SET PROBLEM:
Transcribe the lines without any change, starting with the first line and stopping after the one that contains "242,53 -> 305,96".

## begin

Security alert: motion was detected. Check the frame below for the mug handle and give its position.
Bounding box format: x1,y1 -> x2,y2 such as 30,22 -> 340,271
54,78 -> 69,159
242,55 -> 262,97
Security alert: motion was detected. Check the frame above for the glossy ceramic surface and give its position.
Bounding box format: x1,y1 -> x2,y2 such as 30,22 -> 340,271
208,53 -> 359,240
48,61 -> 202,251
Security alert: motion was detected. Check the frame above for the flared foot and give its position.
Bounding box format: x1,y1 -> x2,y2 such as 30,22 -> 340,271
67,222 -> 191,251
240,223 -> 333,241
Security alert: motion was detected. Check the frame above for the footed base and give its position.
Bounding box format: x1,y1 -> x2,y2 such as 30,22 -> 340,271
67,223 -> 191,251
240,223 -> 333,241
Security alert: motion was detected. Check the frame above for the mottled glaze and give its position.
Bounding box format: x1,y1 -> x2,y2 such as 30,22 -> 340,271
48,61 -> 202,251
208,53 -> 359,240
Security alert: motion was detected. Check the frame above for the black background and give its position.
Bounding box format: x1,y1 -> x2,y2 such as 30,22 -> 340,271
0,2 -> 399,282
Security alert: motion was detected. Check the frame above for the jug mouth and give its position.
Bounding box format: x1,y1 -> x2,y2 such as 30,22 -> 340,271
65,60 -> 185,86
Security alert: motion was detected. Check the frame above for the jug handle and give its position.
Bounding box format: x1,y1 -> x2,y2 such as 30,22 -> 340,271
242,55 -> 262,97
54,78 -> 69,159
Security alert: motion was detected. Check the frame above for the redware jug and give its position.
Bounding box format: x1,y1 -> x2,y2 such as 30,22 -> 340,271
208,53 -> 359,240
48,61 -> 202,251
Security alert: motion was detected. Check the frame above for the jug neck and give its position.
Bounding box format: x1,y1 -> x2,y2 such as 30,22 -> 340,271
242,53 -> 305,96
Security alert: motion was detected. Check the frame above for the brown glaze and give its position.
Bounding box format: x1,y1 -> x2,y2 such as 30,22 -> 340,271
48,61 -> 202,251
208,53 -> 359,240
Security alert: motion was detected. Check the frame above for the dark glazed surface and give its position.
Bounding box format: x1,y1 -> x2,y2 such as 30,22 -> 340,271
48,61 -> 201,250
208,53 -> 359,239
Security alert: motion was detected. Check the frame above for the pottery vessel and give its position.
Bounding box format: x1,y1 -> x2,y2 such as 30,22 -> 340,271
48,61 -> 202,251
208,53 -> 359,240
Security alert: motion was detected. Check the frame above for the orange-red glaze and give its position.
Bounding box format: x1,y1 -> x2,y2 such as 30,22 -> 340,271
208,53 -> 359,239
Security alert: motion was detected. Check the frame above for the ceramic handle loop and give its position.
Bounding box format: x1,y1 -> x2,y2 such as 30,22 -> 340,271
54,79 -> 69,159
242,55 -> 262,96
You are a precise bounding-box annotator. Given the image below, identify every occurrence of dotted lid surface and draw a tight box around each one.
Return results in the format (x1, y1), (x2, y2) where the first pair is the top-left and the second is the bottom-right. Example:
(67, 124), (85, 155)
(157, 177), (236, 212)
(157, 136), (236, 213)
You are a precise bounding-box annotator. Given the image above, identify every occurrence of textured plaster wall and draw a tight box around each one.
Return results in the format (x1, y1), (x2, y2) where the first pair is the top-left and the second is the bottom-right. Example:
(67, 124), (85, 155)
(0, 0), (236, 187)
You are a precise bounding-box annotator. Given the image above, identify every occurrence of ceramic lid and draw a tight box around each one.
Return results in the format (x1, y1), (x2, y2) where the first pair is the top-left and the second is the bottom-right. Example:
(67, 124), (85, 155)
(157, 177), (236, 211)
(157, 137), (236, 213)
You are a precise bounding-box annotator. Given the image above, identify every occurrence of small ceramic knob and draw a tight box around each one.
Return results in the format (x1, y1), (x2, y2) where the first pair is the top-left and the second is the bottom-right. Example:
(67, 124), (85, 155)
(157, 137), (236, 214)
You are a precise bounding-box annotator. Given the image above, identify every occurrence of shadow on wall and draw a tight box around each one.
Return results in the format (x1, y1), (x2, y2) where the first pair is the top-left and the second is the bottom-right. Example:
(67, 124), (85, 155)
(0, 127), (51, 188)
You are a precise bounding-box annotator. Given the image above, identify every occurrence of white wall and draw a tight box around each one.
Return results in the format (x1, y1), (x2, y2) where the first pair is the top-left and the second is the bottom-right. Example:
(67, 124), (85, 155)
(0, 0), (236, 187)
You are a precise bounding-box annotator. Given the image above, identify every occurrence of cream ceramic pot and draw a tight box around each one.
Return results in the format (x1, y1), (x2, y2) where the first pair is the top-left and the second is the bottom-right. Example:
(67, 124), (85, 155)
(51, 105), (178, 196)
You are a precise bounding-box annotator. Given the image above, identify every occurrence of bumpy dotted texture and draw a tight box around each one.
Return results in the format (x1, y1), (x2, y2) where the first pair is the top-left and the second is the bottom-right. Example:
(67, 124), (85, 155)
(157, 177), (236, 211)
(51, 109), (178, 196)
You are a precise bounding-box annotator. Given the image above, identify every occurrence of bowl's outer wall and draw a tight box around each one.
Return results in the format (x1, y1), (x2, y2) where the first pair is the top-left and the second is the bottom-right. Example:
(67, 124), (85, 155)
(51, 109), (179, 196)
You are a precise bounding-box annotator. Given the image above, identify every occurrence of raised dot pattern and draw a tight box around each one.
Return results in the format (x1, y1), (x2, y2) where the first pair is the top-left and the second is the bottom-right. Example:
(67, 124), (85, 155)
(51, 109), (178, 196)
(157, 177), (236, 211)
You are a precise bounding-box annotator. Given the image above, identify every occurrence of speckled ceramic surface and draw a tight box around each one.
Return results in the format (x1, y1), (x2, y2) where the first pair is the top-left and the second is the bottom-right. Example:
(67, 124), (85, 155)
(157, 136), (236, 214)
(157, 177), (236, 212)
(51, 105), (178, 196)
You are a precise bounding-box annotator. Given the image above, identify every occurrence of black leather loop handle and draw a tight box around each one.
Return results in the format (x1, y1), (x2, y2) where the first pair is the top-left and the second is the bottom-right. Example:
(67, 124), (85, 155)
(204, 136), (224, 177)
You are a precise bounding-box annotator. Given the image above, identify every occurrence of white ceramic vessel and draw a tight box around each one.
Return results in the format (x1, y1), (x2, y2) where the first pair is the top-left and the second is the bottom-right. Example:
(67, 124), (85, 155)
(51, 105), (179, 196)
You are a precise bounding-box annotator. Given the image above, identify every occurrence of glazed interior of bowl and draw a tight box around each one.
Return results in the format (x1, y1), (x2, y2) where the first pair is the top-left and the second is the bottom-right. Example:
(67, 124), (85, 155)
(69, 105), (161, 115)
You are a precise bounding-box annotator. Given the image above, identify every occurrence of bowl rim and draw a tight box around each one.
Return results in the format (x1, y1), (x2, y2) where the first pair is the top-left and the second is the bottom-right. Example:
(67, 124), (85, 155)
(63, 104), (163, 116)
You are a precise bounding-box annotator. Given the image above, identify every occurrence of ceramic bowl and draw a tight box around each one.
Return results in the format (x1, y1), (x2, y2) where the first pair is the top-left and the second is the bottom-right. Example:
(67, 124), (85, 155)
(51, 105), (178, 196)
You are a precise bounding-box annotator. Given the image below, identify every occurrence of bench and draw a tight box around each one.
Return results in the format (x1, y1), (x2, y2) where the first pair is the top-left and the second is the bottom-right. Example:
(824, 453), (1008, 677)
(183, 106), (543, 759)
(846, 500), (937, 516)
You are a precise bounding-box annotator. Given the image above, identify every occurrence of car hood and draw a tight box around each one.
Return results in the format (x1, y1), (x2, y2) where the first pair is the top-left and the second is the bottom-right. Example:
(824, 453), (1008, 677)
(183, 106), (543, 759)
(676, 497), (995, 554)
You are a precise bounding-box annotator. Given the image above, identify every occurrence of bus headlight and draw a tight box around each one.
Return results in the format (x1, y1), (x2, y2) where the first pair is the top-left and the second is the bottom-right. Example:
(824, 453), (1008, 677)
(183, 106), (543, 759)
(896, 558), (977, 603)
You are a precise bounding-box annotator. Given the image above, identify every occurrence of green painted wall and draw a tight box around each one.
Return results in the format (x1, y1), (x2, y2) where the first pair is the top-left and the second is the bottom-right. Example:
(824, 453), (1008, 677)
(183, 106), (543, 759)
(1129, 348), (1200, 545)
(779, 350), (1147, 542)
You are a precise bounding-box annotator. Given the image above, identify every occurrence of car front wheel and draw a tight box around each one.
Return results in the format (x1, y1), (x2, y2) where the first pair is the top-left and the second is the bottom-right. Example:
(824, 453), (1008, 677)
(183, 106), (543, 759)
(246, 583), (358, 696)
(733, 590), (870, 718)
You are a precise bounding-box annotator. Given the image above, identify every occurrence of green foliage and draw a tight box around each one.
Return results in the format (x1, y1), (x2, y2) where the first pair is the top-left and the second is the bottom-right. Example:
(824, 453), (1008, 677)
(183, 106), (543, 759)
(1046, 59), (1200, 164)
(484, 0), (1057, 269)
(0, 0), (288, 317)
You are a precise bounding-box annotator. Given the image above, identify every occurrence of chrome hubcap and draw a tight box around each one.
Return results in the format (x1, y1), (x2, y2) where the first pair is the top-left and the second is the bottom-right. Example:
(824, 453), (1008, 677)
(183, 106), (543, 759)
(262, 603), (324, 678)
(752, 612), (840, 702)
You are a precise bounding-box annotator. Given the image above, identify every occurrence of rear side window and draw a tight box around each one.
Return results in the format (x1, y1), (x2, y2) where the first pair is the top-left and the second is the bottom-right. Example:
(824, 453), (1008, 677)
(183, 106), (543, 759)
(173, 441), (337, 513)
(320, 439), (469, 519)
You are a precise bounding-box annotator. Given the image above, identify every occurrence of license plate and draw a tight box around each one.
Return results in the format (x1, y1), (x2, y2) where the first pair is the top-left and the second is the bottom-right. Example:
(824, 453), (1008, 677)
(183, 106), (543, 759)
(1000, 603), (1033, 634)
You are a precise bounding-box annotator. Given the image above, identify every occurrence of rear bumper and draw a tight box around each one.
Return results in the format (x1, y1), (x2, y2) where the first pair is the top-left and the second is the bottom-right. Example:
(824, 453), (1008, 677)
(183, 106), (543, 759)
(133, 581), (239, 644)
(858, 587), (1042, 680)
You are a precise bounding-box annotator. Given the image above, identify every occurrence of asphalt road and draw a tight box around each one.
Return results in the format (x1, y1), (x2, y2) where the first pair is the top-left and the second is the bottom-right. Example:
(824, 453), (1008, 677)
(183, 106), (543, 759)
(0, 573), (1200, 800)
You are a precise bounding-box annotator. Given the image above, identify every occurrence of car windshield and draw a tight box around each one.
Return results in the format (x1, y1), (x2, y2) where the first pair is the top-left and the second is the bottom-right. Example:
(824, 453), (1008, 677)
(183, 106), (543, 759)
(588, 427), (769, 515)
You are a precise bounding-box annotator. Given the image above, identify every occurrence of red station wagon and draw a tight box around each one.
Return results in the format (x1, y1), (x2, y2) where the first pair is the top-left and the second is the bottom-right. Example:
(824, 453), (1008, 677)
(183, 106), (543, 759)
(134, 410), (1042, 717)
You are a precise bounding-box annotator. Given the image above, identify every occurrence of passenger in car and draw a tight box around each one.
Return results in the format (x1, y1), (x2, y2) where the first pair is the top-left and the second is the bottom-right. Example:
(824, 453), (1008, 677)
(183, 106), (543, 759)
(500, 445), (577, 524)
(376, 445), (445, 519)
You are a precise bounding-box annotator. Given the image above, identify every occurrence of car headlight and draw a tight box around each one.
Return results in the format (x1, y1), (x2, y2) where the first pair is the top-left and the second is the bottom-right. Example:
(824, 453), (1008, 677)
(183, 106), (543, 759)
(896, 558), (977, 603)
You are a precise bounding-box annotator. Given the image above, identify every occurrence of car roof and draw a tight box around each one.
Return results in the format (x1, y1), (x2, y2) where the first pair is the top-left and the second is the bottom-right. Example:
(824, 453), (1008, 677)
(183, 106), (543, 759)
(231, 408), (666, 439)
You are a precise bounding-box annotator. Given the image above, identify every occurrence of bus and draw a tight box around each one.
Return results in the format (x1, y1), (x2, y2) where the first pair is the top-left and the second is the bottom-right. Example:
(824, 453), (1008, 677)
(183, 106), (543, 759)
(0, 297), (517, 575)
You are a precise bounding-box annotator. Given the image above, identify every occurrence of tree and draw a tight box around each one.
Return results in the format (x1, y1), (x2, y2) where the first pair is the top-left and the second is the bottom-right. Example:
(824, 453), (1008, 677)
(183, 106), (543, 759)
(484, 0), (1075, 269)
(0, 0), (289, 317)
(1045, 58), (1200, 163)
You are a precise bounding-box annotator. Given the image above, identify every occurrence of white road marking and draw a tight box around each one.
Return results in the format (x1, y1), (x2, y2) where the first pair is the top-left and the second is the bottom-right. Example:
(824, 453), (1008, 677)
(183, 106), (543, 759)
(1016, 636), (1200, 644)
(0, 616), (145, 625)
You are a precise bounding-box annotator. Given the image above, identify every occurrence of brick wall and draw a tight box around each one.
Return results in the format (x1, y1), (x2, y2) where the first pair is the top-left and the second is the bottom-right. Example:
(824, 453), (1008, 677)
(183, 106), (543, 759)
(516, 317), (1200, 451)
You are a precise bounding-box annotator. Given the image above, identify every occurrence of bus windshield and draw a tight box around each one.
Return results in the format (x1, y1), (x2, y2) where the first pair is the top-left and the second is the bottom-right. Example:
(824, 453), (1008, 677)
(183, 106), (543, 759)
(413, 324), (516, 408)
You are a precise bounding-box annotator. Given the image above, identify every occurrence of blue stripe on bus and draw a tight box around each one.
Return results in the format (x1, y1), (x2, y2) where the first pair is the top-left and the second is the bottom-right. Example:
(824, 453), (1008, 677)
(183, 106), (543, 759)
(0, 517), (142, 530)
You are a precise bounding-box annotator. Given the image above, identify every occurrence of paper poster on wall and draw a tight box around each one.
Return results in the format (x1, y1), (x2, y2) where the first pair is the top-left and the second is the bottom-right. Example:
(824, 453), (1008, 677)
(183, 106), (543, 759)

## end

OUTPUT FOR THIS EXERCISE:
Security alert: motion was detected. Check the frame below for the mug handle and give its position.
Bounding box format: x1,y1 -> x2,y2 such as 30,22 -> 340,271
54,78 -> 69,159
242,55 -> 262,97
Security alert: motion was detected. Check the frame above for the glossy ceramic surface and give its position.
Bounding box format: x1,y1 -> x2,y2 such as 30,22 -> 340,271
208,53 -> 359,240
48,61 -> 202,251
Security alert: motion was detected. Check the frame above for the flared foot and give its position.
Bounding box format: x1,y1 -> x2,y2 such as 30,22 -> 340,271
67,222 -> 191,251
240,223 -> 333,241
Security alert: motion was detected. Check the frame above for the footed base and give its position.
Bounding box format: x1,y1 -> x2,y2 such as 30,22 -> 340,271
67,223 -> 191,251
240,223 -> 333,241
Security alert: motion was detected. Check the frame above for the mottled glaze and give its position.
Bounding box format: x1,y1 -> x2,y2 such as 30,22 -> 340,271
48,61 -> 202,251
208,53 -> 359,240
Security alert: motion was detected. Check the frame above for the black background and give its position.
Bounding box format: x1,y1 -> x2,y2 such as 30,22 -> 340,271
0,2 -> 399,282
Security alert: motion was detected. Check the frame above for the jug mouth and give its position.
Bounding box format: x1,y1 -> x2,y2 such as 30,22 -> 340,271
65,60 -> 185,86
Security alert: motion was detected. Check the frame above for the jug handle and give its position.
Bounding box format: x1,y1 -> x2,y2 such as 30,22 -> 340,271
242,55 -> 262,97
54,78 -> 69,159
Security alert: motion was detected. Check the frame above for the redware jug and give its position.
Bounding box format: x1,y1 -> x2,y2 such as 30,22 -> 340,271
208,53 -> 359,240
48,61 -> 202,251
Security alert: motion was detected. Check the frame above for the jug neck and give its position.
Bounding box format: x1,y1 -> x2,y2 such as 30,22 -> 340,271
242,53 -> 305,96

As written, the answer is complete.